:: 任务要求 ::
请将条目从开头起到含有“[0,0,228,130]”的那一行为止逐字重新输入，首尾两行均包括在内。

:: 所给数据 ::
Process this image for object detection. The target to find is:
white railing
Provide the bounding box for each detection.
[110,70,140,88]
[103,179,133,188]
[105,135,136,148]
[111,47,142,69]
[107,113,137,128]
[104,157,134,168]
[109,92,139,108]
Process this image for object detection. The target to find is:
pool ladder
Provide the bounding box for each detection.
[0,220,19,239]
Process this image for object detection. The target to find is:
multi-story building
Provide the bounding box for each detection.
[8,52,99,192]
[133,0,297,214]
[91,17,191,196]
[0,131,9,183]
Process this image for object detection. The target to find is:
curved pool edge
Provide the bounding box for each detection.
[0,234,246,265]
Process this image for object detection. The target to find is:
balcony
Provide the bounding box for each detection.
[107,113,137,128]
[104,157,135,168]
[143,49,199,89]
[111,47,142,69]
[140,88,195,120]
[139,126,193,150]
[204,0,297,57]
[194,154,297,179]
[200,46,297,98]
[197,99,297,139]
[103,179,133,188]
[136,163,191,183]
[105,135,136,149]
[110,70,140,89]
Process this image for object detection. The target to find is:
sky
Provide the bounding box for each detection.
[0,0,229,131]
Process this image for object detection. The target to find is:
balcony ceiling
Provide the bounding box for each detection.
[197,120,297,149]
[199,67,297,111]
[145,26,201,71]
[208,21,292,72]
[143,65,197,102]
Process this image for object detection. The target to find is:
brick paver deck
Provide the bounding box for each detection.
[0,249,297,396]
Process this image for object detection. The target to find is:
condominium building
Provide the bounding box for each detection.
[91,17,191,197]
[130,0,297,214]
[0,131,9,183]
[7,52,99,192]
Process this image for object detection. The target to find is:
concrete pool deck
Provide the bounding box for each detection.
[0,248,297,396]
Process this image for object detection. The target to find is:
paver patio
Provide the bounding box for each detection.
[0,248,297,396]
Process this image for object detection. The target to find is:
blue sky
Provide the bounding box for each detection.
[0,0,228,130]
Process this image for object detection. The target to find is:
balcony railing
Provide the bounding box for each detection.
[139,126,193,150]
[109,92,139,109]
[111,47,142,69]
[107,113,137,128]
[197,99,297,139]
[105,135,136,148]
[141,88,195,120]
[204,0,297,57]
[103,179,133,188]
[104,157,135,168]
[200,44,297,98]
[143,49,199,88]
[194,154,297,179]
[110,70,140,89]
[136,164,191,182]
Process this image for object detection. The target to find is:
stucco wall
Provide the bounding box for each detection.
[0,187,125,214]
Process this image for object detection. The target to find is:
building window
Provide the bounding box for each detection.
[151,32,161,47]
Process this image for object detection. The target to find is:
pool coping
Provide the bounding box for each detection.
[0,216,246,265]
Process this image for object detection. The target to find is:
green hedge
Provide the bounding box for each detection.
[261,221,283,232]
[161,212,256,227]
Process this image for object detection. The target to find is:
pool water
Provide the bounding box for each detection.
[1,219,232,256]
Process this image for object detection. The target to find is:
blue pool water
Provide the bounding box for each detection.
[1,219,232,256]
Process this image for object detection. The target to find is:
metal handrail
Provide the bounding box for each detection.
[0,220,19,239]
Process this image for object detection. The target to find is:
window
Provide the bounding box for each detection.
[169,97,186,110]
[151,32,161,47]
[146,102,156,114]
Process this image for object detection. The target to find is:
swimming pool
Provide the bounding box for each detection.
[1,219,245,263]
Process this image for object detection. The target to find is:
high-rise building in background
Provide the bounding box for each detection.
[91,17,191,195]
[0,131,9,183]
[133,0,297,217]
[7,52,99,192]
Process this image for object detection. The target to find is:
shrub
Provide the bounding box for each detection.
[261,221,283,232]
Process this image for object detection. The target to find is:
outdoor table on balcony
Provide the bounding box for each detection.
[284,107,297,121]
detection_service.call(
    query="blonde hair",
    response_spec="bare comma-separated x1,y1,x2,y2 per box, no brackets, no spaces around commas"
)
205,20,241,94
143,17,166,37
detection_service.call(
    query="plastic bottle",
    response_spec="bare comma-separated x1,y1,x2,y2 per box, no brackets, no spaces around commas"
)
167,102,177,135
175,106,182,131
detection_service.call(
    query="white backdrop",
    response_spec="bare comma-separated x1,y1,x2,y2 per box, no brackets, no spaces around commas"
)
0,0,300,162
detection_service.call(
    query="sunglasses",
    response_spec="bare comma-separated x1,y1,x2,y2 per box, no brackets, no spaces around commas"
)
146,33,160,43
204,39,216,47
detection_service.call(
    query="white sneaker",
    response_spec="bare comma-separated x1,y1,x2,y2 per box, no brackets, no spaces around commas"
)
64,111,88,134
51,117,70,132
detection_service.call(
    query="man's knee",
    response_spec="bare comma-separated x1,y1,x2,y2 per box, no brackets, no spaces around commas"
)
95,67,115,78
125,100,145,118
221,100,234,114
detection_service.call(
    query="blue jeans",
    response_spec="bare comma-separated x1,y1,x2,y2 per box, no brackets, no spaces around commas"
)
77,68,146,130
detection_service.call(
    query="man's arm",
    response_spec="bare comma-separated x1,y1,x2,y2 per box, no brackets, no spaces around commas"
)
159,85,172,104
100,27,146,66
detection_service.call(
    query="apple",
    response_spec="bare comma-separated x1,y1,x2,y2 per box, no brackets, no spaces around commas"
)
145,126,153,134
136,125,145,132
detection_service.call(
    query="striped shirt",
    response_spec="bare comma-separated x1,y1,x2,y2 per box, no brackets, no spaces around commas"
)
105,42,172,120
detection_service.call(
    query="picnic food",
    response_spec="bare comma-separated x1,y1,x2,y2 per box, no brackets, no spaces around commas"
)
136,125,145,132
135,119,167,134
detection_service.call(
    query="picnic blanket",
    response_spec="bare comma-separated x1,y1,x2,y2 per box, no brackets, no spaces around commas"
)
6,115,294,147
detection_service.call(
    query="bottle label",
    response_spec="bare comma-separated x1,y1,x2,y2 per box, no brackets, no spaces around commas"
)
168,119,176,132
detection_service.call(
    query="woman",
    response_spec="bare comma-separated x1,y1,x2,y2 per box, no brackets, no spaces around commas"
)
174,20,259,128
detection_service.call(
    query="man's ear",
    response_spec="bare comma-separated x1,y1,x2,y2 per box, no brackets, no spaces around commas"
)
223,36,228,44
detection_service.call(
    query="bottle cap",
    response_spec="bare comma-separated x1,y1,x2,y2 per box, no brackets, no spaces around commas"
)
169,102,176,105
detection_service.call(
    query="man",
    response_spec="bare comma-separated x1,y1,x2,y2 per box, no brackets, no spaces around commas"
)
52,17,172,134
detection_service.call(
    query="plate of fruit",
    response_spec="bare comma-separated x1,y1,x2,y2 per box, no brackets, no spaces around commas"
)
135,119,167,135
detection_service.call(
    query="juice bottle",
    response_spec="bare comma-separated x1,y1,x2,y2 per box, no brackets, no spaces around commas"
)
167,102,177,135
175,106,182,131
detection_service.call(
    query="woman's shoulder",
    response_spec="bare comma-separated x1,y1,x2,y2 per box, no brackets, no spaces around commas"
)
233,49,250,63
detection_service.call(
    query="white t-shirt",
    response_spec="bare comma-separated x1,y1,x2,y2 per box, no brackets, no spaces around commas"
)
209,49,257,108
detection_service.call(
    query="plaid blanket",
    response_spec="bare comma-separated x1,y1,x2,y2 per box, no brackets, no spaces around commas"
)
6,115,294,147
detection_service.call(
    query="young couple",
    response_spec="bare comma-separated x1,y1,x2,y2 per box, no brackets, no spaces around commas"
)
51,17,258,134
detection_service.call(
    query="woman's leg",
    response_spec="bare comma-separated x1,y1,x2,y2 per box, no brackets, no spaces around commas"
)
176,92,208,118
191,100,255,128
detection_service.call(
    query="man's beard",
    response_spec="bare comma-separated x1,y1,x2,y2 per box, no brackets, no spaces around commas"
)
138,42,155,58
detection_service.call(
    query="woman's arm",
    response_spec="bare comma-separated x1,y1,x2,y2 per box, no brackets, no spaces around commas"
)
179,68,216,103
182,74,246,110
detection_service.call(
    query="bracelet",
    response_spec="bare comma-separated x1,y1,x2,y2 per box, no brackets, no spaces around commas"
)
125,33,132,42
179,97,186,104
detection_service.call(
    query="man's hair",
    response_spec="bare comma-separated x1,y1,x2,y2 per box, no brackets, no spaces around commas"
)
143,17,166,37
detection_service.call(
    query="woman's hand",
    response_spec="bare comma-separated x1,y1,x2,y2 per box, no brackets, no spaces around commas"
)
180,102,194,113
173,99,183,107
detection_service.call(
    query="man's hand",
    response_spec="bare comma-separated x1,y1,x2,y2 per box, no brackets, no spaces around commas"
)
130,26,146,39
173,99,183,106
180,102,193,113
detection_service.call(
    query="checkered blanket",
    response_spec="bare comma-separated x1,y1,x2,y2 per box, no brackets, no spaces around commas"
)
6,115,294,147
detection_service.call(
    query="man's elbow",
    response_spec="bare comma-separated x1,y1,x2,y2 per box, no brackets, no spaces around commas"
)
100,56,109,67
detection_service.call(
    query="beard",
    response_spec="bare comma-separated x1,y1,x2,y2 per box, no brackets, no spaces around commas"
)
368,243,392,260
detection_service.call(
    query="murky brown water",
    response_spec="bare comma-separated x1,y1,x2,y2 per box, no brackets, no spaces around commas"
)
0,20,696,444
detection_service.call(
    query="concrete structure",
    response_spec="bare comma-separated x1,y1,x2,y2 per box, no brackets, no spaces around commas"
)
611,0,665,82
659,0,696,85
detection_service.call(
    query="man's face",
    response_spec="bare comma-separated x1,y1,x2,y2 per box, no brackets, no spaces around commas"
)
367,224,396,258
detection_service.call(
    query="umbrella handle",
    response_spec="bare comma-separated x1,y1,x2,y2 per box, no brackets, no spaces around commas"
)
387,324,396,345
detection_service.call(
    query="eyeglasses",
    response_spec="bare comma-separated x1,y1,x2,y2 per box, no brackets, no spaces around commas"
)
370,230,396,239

:: 答案如下 ::
Process this image for object detection. The target to find is:
white railing
Provide the bounding box for each detection.
[110,70,140,88]
[103,179,133,188]
[105,135,136,148]
[111,47,142,69]
[107,113,137,128]
[104,157,134,168]
[109,92,139,108]
Process this image for object detection. The target to find is:
pool ladder
Provide the bounding box for each detection.
[0,220,19,239]
Process this image for object detection. The target to find is:
multi-story building
Provide the bounding box for each detection.
[8,52,99,192]
[133,0,297,214]
[91,17,191,196]
[0,131,9,183]
Process this image for object detection. The target to find is:
curved pool edge
Provide the bounding box for each detection.
[0,234,246,265]
Process this image for object detection. The target to find is:
balcony
Provide the bounding box for each detection.
[107,113,137,128]
[104,157,135,168]
[143,49,199,89]
[111,47,142,69]
[140,88,195,120]
[139,126,193,150]
[204,0,297,57]
[194,154,297,179]
[200,46,297,98]
[197,99,297,139]
[103,179,133,188]
[136,163,191,183]
[105,135,136,149]
[110,70,140,89]
Process this image for object detection. The target to find is:
sky
Provide the bounding box for each detection.
[0,0,229,131]
Process this image for object detection. The target to find is:
balcony ceiling
Provide the bounding box for each detection.
[197,120,297,149]
[199,67,297,111]
[145,26,201,71]
[208,21,292,72]
[143,65,197,102]
Process this image for object detection. The target to find is:
brick paver deck
Provide the bounding box for each detection.
[0,249,297,396]
Process this image for object detection. The target to find is:
condominium building
Provide the bounding box for each detection.
[91,17,191,197]
[130,0,297,214]
[0,131,9,183]
[7,52,99,192]
Process this image for object detection. The target to find is:
concrete pool deck
Provide the bounding box for each detection.
[0,248,297,396]
Process this image for object detection. The target to find is:
paver patio
Provide the bounding box for each detection.
[0,248,297,396]
Process this image for object detection. The target to find is:
blue sky
Provide the bounding box for each detection.
[0,0,228,130]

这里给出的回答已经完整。